[Questions]
1 – According to the article on using Salmonella against tumors, in which journal were the results published?
2 – Reproduce word for word the part of the article on using Salmonella against tumors between "One particular challenge" and "Nature Biomedical Engineering.", inclusive.
Excerpted passage below:
The fight against cancer has recruited some unlikely allies. From honeybee venom to close virus cousins of the HIV pathogen, converting microbes and toxins from the dark side to delivering drugs is proving to be one of the most powerful weapons in stopping cancer.
One particular challenge is how tumors can suppress the immune system, preventing it from identifying and destroying the rapidly dividing cells.
Now, new research has used a weakened strain of Salmonella (yes, the same bacteria that prevents you from eating chicken rare) to gather around tumors and signal the immune system of the growing threat. When the researchers tried it on mice, there was a heightened immune response against the tumor and extended the survival of multiple tumor models of mice.
The results were published in Nature Biomedical Engineering.
Salmonella typhimurium has previously been demonstrated to be safe and effective as a delivery method for treatments, and Jinhui Wu and colleagues from Nanjing University in China looked to expand on this by using it as a vehicle to deliver signaling antigens directly to the tumor.
End of Excerpted passage.
Source information below:
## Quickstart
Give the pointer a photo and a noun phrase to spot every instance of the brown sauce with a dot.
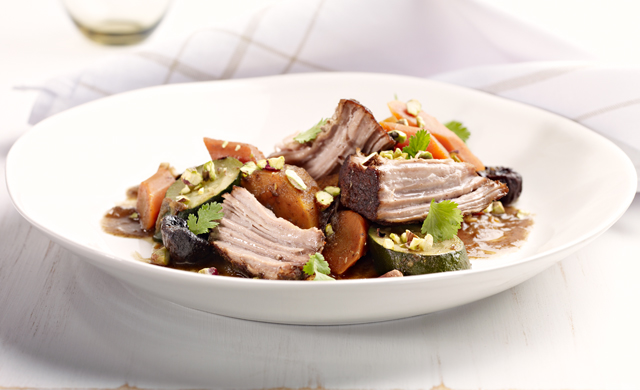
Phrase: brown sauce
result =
(486, 235)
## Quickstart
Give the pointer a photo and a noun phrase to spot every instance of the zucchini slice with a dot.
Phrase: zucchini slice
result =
(449, 255)
(227, 174)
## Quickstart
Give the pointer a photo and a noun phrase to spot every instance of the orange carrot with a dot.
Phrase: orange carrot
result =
(150, 195)
(435, 147)
(243, 152)
(447, 138)
(348, 243)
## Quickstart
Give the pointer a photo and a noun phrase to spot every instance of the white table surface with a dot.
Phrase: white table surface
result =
(66, 324)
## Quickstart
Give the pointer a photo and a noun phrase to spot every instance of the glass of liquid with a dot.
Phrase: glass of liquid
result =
(116, 22)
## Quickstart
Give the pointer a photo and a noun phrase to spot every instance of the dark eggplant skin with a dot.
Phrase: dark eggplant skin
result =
(508, 176)
(184, 247)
End of Source information.
[Exercise solutions]
1 – Nature Biomedical Engineering.

2 –
One particular challenge is how tumors can suppress the immune system, preventing it from identifying and destroying the rapidly dividing cells.
Now, new research has used a weakened strain of Salmonella (yes, the same bacteria that prevents you from eating chicken rare) to gather around tumors and signal the immune system of the growing threat. When the researchers tried it on mice, there was a heightened immune response against the tumor and extended the survival of multiple tumor models of mice.
The results were published in Nature Biomedical Engineering.